-- start Input material --

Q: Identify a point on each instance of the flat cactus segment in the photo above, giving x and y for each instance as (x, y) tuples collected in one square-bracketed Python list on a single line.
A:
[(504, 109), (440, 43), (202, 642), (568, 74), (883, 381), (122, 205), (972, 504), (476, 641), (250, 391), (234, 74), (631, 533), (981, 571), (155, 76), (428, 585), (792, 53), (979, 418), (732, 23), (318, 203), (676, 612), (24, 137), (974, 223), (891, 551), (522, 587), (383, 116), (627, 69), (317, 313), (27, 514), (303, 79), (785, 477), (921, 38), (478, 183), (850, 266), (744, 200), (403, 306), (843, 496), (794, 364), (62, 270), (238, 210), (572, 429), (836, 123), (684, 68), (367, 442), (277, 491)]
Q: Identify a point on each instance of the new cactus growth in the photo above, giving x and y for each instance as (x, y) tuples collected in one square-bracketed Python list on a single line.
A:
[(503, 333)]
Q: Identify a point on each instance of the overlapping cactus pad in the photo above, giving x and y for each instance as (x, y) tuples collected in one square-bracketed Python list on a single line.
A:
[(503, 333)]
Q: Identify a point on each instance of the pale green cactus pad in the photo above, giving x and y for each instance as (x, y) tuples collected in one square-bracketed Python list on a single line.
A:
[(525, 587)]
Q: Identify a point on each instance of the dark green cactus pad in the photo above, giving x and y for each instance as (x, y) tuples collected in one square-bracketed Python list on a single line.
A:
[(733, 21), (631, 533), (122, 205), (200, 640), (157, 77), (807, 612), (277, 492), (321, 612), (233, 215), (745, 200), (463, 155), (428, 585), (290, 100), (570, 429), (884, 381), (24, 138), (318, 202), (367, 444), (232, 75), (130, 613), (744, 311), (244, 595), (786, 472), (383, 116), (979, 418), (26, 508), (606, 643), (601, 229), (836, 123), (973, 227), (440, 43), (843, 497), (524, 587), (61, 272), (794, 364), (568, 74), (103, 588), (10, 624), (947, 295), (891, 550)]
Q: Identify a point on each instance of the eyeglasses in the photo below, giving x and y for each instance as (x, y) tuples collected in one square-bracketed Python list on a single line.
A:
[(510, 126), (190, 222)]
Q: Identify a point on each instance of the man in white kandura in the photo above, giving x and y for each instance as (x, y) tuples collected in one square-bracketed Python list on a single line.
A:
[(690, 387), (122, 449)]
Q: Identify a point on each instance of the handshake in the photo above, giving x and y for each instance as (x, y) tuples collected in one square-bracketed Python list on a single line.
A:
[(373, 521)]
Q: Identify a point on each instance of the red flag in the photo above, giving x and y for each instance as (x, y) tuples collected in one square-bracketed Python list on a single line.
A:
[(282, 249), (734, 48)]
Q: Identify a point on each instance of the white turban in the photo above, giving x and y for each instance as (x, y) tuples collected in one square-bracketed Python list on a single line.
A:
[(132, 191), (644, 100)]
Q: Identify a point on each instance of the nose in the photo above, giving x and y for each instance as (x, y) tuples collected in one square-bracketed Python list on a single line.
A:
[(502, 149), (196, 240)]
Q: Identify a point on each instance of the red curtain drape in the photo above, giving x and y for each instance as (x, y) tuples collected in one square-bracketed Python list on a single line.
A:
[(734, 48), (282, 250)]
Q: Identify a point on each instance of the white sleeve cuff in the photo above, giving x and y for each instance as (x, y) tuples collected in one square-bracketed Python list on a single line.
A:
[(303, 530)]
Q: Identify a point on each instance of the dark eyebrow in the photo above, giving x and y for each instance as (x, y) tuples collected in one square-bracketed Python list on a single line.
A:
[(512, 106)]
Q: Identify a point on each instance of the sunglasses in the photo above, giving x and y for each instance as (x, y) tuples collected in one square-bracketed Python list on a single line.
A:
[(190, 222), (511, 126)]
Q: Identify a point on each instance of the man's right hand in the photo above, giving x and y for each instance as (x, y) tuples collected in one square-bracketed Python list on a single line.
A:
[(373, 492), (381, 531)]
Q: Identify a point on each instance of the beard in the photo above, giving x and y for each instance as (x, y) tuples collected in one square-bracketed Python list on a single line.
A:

-- end Input material --
-- start Input material --

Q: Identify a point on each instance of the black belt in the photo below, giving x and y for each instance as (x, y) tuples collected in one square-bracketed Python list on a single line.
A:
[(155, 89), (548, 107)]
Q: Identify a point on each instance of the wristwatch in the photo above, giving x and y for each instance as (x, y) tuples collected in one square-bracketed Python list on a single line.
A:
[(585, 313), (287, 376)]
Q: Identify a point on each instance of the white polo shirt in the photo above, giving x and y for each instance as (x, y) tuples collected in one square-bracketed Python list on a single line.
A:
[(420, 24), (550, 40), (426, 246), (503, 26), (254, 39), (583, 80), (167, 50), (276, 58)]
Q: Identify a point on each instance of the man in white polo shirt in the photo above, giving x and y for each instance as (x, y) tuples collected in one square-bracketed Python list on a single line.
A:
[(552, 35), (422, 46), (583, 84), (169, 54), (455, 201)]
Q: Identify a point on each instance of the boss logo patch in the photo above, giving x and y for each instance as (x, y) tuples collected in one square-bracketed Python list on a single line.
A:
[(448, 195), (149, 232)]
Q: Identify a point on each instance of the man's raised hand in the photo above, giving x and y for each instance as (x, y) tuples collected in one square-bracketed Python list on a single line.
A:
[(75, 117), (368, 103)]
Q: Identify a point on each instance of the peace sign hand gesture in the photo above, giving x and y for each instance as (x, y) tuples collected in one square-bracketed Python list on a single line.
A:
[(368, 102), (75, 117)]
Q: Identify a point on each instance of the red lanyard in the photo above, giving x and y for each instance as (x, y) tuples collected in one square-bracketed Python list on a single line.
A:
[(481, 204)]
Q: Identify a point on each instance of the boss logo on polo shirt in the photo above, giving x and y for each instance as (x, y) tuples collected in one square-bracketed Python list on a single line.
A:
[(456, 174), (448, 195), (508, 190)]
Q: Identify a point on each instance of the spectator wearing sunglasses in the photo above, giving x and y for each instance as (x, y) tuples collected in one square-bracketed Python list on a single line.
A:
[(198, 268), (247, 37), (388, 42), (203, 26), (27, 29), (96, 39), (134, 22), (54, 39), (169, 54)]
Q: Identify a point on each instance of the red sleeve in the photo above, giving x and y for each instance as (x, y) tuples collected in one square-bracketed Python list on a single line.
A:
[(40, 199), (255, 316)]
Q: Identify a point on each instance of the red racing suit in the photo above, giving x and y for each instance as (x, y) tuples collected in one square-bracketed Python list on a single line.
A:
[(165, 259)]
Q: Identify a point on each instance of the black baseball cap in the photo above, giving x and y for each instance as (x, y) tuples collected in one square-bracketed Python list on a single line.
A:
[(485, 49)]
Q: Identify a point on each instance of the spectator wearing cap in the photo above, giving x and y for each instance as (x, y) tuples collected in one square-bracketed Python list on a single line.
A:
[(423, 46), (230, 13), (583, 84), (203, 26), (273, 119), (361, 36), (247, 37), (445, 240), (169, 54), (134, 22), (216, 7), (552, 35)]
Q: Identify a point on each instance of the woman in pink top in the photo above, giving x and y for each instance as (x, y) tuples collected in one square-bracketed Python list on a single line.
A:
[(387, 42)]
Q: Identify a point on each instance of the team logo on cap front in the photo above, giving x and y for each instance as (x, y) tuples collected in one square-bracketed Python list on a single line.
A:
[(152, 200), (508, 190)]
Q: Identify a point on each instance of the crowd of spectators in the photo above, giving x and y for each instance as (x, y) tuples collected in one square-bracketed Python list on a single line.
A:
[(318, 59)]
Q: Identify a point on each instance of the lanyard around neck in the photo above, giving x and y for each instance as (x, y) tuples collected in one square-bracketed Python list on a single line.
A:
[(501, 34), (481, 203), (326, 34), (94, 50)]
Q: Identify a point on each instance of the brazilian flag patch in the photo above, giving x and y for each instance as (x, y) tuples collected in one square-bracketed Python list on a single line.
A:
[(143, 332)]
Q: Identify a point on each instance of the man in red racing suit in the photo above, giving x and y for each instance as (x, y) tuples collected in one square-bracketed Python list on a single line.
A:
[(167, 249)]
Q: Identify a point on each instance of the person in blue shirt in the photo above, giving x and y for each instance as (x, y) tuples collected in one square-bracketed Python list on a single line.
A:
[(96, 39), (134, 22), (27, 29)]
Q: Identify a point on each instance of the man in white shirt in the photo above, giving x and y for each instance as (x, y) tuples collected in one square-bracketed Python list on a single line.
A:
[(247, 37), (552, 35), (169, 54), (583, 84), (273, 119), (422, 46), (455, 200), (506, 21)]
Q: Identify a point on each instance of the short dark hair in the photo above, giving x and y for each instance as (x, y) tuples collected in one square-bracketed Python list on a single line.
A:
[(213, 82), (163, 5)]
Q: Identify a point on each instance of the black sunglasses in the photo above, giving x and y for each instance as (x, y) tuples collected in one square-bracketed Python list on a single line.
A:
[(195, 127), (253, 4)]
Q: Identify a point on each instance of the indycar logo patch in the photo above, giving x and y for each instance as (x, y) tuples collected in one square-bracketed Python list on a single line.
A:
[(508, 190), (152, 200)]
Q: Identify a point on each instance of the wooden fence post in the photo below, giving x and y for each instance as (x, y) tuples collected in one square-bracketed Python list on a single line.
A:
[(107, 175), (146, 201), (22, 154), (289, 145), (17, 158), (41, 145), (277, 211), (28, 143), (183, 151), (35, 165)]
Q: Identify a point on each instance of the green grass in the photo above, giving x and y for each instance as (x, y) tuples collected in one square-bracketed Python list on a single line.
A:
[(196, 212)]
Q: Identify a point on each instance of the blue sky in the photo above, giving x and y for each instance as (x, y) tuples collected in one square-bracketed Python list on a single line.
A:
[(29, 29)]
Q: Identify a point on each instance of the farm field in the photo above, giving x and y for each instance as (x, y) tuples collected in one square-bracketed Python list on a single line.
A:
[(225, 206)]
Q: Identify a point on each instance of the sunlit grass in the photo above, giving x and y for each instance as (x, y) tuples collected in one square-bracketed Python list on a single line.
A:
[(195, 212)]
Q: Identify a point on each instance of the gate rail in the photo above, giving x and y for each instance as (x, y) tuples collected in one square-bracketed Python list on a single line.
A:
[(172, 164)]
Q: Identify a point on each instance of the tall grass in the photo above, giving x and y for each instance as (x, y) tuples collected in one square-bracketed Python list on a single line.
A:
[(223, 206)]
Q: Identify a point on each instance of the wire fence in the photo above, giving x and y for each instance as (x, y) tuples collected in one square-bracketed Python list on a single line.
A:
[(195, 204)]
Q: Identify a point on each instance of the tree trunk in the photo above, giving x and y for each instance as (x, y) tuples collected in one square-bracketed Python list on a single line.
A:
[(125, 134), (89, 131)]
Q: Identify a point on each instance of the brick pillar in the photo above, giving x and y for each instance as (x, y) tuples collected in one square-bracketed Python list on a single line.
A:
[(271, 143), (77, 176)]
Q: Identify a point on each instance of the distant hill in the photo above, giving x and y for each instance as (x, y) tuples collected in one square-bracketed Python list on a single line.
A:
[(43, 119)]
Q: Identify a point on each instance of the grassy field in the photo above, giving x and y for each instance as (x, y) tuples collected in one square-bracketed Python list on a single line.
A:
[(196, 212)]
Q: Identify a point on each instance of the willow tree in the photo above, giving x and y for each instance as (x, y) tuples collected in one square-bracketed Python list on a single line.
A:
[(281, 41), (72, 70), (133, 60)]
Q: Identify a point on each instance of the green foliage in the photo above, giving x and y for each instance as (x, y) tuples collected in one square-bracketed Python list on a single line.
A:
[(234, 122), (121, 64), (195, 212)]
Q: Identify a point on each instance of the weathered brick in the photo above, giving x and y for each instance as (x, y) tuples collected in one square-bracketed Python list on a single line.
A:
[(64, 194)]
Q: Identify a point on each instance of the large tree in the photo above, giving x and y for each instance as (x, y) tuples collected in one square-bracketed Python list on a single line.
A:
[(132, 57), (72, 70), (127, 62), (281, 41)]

-- end Input material --

*Stated exercise:* Copy out the material above without changes, starting at the line that contains "Q: Identify a point on each instance of the flat" and stopping after the line that contains "442), (277, 491)]".

*Full solution:*
Q: Identify a point on each instance of the flat cactus segment in the photo above, giving x and y for each instance as (x, y) tuples collected in one square-bracketed Python list on a single line.
A:
[(504, 109), (440, 43), (202, 642), (568, 74), (883, 381), (122, 205), (972, 504), (476, 641), (250, 391), (234, 74), (631, 533), (981, 571), (155, 76), (428, 585), (792, 53), (979, 418), (732, 23), (318, 203), (676, 612), (24, 137), (974, 223), (891, 551), (522, 587), (383, 116), (627, 69), (317, 313), (27, 514), (303, 79), (785, 477), (921, 38), (478, 183), (850, 266), (744, 200), (403, 306), (843, 496), (794, 364), (62, 270), (238, 210), (572, 429), (836, 123), (684, 68), (367, 442), (277, 491)]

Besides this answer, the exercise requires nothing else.